From the IRS guidance on the individual mandate, rewrite the passage that opens with "Who does the" and closes with "meet the mandate?", switching "prisoners" to "incarcerated people".

=== Text provided ===

IRS Issues Guidance on the ACA’s Individual Mandate
The Affordable Care Act (“ACA”) provides that all individuals, regardless of age, must maintain health insurance or health plan coverage that qualifies as “minimum essential coverage” for themselves and their tax dependents—as of January 1, 2014.
On August 30, 2013, the IRS issued the final regulations implementing the shared responsibility provision of the ACA, more commonly known as the individual mandate. Compliance with the individual mandate is determined on a monthly basis in each tax year.
What is the individual mandate?
Generally, a person complies with the individual mandate if she, and her tax dependent(s), is enrolled in and maintains coverage for at least one day in any month in any of the following health plans:
- Employer-sponsored health plan, including plans sponsored by government, non-profit and for-profit employers. Individuals who obtain health insurance through their Union-sponsored multiemployer health and welfare fund have generally complied with the individual mandate;
- Government health program. Examples of these programs include, Medicare (including Medicare Advantage), Medicaid (Medi-Cal), Children’s Health Insurance Program (CHIP), and certain military and veterans health coverage; or
- Health coverage purchased in the individual market, including a plan purchased through a health care exchange (in California, Covered California) or outside of an exchange.
Who does the mandate apply to?
The individual mandate does not apply to certain individuals, including undocumented residents, prisoners, certain religious objectors and members of federally-recognized Native American tribes.
There are also several financial and hardship exemptions to the individual mandate, including exemptions for people who do not meet the federal tax filing threshold and for people whose health insurance options are “unaffordable.” Generally, health insurance is unaffordable if the individual’s share of the insurance premium is more than 8% of household income.
What are the consequences of failing to meet the mandate?
An individual who does not comply with the individual mandate is subject to a “shared responsibility” penalty, which is a federal tax. The tax is payable on an individual’s tax return. The tax for 2014 is $95, increases to $695 in 2016, and is indexed to a cost of living adjustment for 2017 and beyond.
If an individual fails to pay the tax, the IRS may only collect the tax through an offset against future tax refunds.

=== Data section ===

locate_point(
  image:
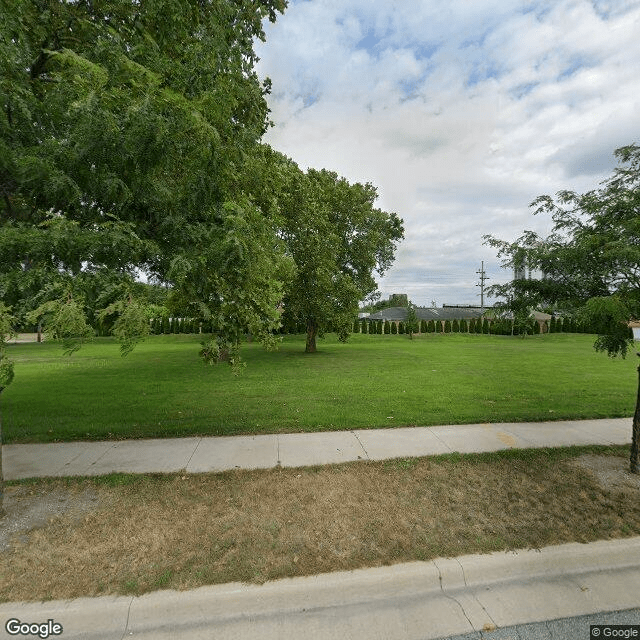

===

[Reply to the task]
Who does the mandate apply to?
The individual mandate does not apply to certain individuals, including undocumented residents, incarcerated people, certain religious objectors and members of federally-recognized Native American tribes.
There are also several financial and hardship exemptions to the individual mandate, including exemptions for people who do not meet the federal tax filing threshold and for people whose health insurance options are “unaffordable.” Generally, health insurance is unaffordable if the individual’s share of the insurance premium is more than 8% of household income.
What are the consequences of failing to meet the mandate?